## [Data shown]

## begin

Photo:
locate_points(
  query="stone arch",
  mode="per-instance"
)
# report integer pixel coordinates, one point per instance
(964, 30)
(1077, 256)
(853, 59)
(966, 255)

## end

## [Task requirements]
Reproduce every item above line for line, with no changes.

## [Task result]
Photo:
locate_points(
  query="stone arch",
  mode="per-instance"
)
# report integer pixel coordinates, one point per instance
(964, 30)
(1077, 256)
(853, 59)
(966, 255)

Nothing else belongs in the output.